WORK REQUIRED => Reproduce exactly the lines from the one containing "of the boat" through the last line of the data, both ends included.

Dataset entries =>
··········

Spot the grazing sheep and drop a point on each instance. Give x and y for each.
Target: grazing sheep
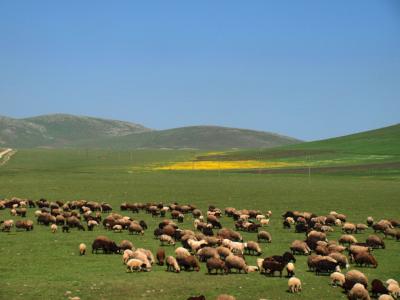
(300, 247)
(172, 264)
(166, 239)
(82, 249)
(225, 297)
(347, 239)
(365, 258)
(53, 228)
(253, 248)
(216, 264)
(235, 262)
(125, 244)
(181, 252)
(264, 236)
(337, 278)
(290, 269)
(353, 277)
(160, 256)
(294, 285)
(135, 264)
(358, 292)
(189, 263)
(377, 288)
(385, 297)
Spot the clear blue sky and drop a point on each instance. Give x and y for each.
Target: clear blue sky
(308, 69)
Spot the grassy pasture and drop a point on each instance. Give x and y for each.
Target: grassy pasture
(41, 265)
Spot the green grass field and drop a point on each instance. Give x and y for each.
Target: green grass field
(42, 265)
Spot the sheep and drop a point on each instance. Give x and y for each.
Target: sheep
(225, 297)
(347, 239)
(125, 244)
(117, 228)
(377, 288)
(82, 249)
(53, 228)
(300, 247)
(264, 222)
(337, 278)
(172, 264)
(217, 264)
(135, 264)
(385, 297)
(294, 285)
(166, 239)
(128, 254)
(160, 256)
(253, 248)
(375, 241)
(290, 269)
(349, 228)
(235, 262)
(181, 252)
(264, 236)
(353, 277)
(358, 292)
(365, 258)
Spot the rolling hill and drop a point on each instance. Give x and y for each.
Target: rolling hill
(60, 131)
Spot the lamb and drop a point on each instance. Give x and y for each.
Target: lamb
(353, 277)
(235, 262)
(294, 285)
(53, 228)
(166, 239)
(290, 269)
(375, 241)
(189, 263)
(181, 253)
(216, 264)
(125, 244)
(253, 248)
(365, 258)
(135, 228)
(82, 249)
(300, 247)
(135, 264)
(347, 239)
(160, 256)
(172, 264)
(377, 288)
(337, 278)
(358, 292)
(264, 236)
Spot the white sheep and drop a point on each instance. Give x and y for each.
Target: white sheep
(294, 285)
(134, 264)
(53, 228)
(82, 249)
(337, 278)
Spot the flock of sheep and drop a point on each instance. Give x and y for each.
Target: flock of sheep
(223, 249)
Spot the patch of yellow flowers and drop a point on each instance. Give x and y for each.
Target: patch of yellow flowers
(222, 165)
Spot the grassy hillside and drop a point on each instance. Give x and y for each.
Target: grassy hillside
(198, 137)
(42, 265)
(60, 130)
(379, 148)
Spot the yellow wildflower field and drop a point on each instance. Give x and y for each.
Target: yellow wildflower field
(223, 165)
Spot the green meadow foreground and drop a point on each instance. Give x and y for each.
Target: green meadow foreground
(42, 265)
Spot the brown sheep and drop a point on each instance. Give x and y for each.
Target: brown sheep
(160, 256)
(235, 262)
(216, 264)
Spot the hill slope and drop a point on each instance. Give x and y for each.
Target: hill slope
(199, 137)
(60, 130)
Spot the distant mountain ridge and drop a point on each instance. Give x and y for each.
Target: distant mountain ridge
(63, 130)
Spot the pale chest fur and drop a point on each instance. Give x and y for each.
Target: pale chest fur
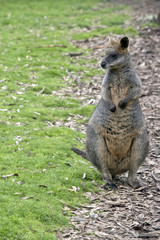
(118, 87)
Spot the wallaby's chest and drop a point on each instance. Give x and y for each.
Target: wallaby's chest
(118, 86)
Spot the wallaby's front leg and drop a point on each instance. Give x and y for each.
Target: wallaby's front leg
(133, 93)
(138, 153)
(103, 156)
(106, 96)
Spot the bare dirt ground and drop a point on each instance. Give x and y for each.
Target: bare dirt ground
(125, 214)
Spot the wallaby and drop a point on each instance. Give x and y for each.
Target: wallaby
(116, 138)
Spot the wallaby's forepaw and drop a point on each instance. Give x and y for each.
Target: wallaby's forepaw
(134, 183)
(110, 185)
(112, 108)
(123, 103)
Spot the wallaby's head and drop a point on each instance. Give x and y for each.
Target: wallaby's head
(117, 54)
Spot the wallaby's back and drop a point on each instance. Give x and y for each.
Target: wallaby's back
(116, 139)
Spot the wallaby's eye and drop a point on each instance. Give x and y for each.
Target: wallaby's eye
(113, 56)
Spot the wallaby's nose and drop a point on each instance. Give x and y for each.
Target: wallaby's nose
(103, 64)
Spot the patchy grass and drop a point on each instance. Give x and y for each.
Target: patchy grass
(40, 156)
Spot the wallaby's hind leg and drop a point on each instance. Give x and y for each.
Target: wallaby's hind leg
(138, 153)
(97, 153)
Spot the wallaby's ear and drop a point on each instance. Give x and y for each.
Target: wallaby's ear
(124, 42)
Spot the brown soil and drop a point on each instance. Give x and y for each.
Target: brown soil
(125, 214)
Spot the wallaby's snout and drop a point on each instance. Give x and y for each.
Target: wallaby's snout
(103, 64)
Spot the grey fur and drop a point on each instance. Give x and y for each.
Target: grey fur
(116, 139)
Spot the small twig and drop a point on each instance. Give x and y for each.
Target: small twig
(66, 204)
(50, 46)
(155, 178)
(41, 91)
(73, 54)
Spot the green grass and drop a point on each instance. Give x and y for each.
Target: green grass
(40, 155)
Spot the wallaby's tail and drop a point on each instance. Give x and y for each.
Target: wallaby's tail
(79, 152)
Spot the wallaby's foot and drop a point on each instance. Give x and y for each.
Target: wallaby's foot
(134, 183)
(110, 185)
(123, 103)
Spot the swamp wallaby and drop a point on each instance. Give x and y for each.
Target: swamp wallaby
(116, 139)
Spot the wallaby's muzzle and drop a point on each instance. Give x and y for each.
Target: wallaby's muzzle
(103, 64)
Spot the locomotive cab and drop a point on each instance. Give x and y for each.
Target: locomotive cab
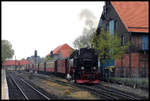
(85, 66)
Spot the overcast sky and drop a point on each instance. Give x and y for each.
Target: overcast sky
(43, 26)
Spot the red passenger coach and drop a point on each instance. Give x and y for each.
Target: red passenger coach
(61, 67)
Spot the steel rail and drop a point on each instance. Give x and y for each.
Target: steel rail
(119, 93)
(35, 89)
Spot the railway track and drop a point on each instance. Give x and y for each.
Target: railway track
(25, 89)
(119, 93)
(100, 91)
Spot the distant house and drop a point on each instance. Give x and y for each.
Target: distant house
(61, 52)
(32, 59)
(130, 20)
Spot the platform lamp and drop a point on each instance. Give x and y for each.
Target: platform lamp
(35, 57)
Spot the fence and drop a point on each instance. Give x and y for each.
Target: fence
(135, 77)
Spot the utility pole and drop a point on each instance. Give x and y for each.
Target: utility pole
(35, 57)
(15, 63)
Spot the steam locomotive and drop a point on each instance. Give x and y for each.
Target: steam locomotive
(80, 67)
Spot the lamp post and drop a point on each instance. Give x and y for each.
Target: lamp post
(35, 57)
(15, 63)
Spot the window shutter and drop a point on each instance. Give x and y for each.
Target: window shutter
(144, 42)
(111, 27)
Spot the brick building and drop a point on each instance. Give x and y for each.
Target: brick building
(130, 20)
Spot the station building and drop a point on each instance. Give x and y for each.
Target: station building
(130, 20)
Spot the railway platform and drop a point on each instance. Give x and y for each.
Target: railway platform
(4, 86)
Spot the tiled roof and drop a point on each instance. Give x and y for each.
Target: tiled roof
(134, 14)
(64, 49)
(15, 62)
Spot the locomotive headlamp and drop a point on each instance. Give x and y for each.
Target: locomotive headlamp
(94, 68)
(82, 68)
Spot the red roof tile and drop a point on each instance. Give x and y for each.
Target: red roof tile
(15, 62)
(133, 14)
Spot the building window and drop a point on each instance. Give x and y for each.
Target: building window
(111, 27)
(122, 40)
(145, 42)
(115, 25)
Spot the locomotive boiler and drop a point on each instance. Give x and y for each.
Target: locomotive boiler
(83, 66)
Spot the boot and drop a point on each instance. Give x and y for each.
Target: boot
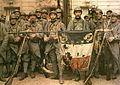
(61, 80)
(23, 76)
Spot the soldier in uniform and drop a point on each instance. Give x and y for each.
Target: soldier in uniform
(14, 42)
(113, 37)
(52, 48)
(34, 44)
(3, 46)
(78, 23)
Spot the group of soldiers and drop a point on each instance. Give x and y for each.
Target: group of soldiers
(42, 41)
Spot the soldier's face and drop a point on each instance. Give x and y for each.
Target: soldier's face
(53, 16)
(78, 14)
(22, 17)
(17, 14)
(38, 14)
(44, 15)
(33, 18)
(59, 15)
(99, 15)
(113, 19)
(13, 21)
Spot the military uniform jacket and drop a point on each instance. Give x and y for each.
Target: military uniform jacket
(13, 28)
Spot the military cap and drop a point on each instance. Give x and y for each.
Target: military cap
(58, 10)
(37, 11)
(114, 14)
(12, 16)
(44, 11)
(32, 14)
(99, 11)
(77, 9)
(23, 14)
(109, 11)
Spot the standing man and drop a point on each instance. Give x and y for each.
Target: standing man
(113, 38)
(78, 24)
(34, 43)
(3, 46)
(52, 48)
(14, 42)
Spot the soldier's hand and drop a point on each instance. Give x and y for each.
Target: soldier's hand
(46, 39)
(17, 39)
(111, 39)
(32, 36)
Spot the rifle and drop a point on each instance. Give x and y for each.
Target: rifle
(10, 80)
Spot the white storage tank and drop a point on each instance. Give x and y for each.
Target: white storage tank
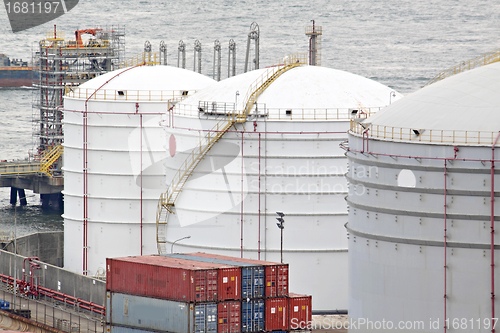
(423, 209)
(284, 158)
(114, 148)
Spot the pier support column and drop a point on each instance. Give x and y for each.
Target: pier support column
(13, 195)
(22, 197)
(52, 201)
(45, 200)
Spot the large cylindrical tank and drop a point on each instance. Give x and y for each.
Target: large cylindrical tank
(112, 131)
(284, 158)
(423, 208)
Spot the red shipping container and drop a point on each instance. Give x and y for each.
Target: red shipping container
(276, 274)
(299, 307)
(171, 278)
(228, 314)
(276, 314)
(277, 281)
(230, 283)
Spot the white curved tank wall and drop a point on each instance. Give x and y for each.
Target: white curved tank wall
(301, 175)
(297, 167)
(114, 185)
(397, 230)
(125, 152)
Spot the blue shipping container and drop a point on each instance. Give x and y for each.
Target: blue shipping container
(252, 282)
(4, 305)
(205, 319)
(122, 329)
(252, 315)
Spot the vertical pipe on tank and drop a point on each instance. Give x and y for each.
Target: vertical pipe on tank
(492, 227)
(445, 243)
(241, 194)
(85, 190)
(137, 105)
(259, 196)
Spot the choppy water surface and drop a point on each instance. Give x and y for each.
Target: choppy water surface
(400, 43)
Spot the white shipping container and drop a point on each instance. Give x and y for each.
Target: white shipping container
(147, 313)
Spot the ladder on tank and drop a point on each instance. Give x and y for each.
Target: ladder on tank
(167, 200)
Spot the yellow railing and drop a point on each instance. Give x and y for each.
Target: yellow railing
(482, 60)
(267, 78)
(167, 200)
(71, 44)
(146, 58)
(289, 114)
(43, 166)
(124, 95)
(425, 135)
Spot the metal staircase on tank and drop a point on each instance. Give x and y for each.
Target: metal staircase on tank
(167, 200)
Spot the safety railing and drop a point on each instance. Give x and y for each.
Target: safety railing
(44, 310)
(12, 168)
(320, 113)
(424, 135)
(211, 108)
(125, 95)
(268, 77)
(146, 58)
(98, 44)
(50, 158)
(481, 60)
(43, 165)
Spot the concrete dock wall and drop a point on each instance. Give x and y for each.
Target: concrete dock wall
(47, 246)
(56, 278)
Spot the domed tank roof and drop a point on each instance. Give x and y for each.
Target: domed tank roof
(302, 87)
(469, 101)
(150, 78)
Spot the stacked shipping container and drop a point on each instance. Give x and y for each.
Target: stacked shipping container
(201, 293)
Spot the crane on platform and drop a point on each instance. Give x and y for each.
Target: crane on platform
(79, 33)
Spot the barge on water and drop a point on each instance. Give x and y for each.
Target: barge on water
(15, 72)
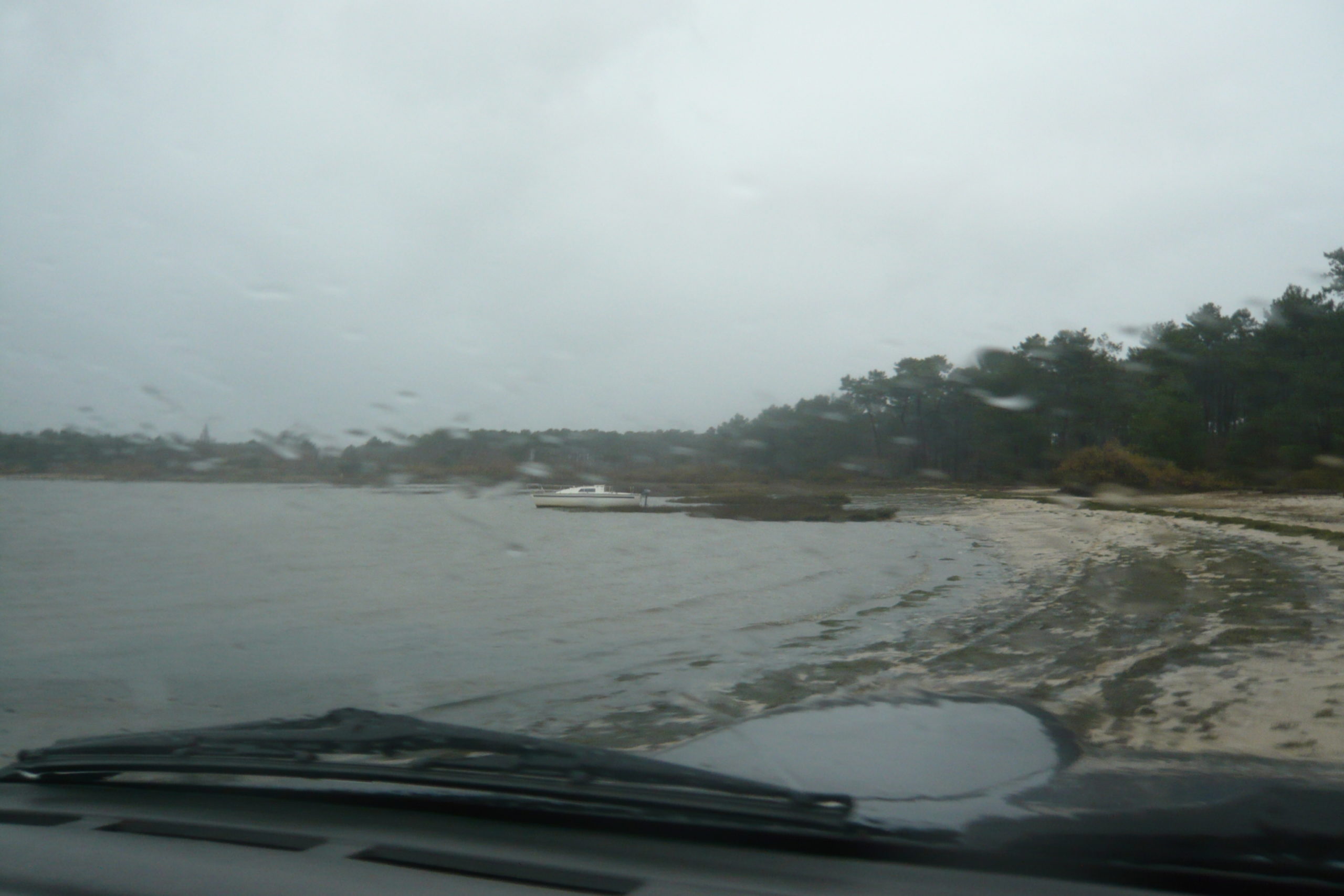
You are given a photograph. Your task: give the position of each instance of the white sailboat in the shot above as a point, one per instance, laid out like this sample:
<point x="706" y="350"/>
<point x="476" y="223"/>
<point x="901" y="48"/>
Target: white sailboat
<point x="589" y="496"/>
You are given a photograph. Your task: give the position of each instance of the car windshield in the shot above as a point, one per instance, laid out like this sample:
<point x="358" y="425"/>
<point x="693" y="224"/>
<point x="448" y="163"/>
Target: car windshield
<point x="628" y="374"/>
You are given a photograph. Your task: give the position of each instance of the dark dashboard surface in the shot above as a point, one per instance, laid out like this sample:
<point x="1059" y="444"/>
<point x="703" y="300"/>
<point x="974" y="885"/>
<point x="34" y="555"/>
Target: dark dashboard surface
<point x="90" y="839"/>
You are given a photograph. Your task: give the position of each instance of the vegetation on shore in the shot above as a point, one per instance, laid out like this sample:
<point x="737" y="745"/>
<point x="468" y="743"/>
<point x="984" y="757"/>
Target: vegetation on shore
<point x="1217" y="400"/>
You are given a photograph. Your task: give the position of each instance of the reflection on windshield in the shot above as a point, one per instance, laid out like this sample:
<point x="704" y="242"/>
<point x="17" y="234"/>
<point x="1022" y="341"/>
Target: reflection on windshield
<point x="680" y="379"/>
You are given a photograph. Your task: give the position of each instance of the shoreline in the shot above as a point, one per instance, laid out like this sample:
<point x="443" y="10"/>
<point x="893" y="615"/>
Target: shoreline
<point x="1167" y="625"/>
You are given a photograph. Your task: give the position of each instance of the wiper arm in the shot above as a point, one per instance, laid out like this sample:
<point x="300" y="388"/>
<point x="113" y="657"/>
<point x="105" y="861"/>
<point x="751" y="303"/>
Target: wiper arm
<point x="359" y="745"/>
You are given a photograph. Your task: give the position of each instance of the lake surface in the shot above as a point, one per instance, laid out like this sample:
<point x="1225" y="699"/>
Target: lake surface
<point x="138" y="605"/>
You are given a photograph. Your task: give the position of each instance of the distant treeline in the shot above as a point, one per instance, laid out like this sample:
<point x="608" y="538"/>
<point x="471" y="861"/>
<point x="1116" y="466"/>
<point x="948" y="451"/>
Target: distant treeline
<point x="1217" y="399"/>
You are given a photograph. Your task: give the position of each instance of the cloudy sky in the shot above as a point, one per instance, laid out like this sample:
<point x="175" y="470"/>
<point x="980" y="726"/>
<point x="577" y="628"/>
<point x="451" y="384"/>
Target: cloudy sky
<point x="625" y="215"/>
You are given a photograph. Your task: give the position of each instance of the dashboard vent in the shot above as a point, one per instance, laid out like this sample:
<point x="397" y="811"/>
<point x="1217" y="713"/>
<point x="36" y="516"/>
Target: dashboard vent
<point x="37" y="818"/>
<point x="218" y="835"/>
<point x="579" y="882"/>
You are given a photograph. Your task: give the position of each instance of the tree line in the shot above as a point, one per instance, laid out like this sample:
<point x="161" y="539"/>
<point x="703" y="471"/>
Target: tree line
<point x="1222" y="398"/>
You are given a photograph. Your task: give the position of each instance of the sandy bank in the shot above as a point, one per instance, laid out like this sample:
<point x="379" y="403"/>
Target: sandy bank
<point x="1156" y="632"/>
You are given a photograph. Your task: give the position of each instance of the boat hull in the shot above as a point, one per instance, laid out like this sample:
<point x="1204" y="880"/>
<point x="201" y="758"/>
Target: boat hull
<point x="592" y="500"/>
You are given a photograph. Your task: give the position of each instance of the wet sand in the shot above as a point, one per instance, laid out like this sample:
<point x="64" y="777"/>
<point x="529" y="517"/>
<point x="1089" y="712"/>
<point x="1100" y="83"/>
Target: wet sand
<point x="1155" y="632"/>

··········

COMPLETE RESPONSE =>
You are given a photograph. Your task: give the position of each instance of the boat hull in the shot above as a point, one per instance, laid out like this sample:
<point x="1204" y="880"/>
<point x="201" y="758"/>
Target: boat hull
<point x="592" y="500"/>
You are given a photograph. Your task: give the position of each instance of the wet sand in the shot above as a point, one per instance, laid out like this sample:
<point x="64" y="777"/>
<point x="529" y="517"/>
<point x="1089" y="712"/>
<point x="1100" y="83"/>
Target: wet sand
<point x="1155" y="632"/>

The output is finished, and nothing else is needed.